- EXERCISE INSTRUCTIONS
What you submit must be an exact copy of the listing below, with no images in it.

☆ ☆ ☆

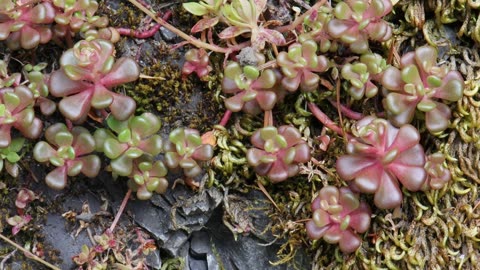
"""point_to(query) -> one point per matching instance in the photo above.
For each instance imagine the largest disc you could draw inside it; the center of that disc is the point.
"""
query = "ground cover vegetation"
(358, 119)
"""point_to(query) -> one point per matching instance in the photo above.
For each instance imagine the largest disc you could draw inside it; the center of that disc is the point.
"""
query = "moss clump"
(177, 101)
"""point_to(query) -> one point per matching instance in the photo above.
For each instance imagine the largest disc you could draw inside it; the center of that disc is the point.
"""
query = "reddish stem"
(268, 119)
(225, 118)
(142, 34)
(323, 118)
(347, 111)
(120, 210)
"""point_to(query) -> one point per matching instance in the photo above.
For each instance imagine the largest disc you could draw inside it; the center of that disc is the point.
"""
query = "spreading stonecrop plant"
(77, 16)
(9, 156)
(438, 175)
(88, 72)
(148, 177)
(242, 16)
(382, 156)
(196, 60)
(419, 84)
(38, 84)
(357, 21)
(379, 156)
(299, 65)
(209, 9)
(338, 217)
(25, 24)
(362, 74)
(130, 140)
(278, 152)
(16, 111)
(252, 88)
(69, 151)
(185, 149)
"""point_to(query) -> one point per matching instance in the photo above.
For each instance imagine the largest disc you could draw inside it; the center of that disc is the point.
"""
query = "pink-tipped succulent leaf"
(88, 72)
(381, 156)
(420, 85)
(357, 21)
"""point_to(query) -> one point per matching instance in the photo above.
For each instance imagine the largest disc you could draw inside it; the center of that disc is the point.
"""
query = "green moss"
(176, 100)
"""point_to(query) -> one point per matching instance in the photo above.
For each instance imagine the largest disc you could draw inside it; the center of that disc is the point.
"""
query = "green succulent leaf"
(195, 8)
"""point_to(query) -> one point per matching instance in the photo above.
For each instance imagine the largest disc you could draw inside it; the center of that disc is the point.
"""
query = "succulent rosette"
(25, 24)
(419, 84)
(185, 150)
(379, 157)
(16, 110)
(299, 65)
(130, 140)
(362, 75)
(278, 152)
(69, 151)
(88, 72)
(148, 177)
(338, 217)
(9, 156)
(357, 21)
(251, 88)
(77, 16)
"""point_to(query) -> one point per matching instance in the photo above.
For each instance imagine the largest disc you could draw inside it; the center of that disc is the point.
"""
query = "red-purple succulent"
(277, 152)
(381, 155)
(357, 21)
(16, 110)
(338, 216)
(25, 24)
(419, 84)
(88, 72)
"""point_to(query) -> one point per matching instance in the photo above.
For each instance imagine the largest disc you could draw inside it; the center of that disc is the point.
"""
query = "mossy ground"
(431, 230)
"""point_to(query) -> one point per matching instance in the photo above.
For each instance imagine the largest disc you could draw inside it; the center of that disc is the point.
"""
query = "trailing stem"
(120, 210)
(326, 121)
(194, 41)
(28, 253)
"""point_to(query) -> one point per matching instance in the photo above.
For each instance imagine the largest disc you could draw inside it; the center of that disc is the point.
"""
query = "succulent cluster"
(70, 151)
(88, 73)
(419, 84)
(338, 216)
(185, 149)
(27, 24)
(380, 157)
(362, 74)
(357, 21)
(130, 140)
(277, 152)
(251, 88)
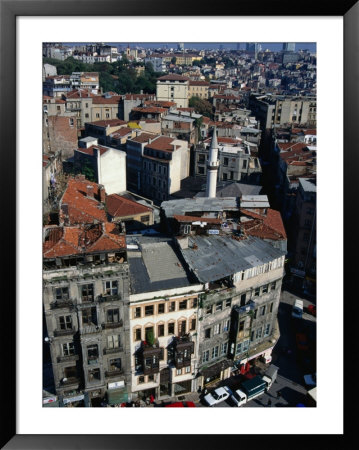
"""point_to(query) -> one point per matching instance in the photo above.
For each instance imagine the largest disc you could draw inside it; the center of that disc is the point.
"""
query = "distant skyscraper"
(289, 46)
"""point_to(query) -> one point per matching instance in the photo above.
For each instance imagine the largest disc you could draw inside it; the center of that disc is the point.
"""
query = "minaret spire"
(212, 166)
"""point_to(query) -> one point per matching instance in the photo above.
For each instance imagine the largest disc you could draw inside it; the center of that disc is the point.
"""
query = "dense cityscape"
(179, 225)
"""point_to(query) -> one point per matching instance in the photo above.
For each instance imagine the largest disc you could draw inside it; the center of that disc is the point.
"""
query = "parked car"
(181, 405)
(217, 396)
(310, 380)
(302, 342)
(312, 309)
(297, 311)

☆ ☆ ☆

- ANSWER FOR THE TASK
"""point_to(query) -> one point per matching instance in the photo above.
For each instance imagine the largest disc you could draw inside it; the center of that disc is the point.
"""
query = "ground cover vegetation"
(358, 119)
"""point_to(query) -> one point per matching instance in the photo above.
For each instance imagine the largest disc you could draw inside it; the center of that disc is the point.
"""
query = "moss clump"
(177, 101)
"""point_to(query) -> one point per matching instance in the photo above.
For each instance imagine the largest disc you could draw inside it; the center of that disc is the point.
"""
query = "reddish stem"
(268, 119)
(225, 118)
(142, 34)
(323, 118)
(347, 111)
(120, 210)
"""point_to(query) -> one point per matching instance in the photo above.
For each instance imagine the largest disc you could draw inside it; the center of that disc is the point.
"""
query = "spreading stonecrop plant"
(77, 16)
(9, 156)
(438, 175)
(88, 72)
(148, 177)
(242, 16)
(382, 156)
(196, 60)
(419, 84)
(38, 84)
(357, 21)
(379, 156)
(299, 65)
(209, 9)
(338, 217)
(25, 24)
(362, 74)
(130, 140)
(278, 152)
(16, 111)
(252, 88)
(69, 151)
(185, 149)
"""point_to(query) -> one point per matching instance in the photo above.
For each instance imagine the largest disc you could draw inside it; the center of that disc is the point.
"""
query = "pink-tipped succulent leaf"
(88, 72)
(381, 156)
(420, 85)
(357, 21)
"""point_to(query) -> one point per matching instance in the photo above.
For each instance imagine the largest disc you could draw inside it; the center of that disc is the point.
"""
query = "green moss"
(176, 100)
"""point_to(query) -> one point per matching instance in the photo above.
For each instance imagine the largest disc you could draw inside it; the center of that disc is the point.
"""
query = "green succulent leaf"
(195, 8)
"""point_to(query) -> one point per matching instance in the photo above.
For each instance imagine the largest disc you could draw inside it; the center of that disc is the point.
"""
query = "succulent rosette"
(25, 24)
(419, 84)
(185, 150)
(379, 157)
(16, 110)
(299, 65)
(130, 140)
(362, 75)
(278, 152)
(69, 151)
(88, 72)
(148, 177)
(338, 217)
(9, 156)
(357, 21)
(251, 88)
(77, 16)
"""point_to(query) -> one point per matching instance in the photo above.
For each instance imagine the largest disc you could draw inside it; the center of that disc is the point.
"""
query = "red-purple succulent"
(277, 152)
(381, 155)
(357, 21)
(16, 110)
(338, 216)
(25, 24)
(419, 84)
(88, 72)
"""point_to(query) -> one point per matching instance in the photo above.
For each instance imagine the largest disc you could draw inside it; the center of that disc is the point.
"""
query = "mossy ground"
(431, 230)
"""point_to(query) -> one point per matching instance in the photo above.
For each instance imagine the largest disc you could draw inside it; the center of that disc is the point.
"""
query = "trailing stem"
(120, 210)
(326, 121)
(194, 41)
(28, 253)
"""point_to(query) -> one point per matching instance in the photo above.
For each instance imagine the largest disc you could draw inside it; the center of that disc is the point.
"""
query = "succulent cluster"
(70, 151)
(88, 73)
(419, 84)
(338, 216)
(185, 149)
(27, 24)
(380, 157)
(362, 74)
(357, 21)
(130, 140)
(277, 152)
(251, 88)
"""point_to(query) -> one point per matching instance in the photo above.
For each instance imagine the largest disc you could draw inside it; the center of that disc is the point.
"""
query = "distant skyscraper"
(289, 46)
"""point_to(query) -> one point per matching instance in the photo above.
For each instance imagine the largest disc you could draw inside it; the center of that disc is the point.
"""
query = "minaret spire"
(212, 166)
"""point_to(query) -> one point per matching instance in the photo above.
For each instance imagine the largest disc you could draw inside it; the center of that disc is the point.
"""
query = "dense cityscape"
(179, 225)
"""point_to(query) -> one point per matching instance in the photo above.
For each instance imagine the largest disc you could draw inside it; the center of that disc is the point.
"""
query = "parked car"
(181, 405)
(217, 396)
(310, 380)
(302, 342)
(312, 309)
(297, 311)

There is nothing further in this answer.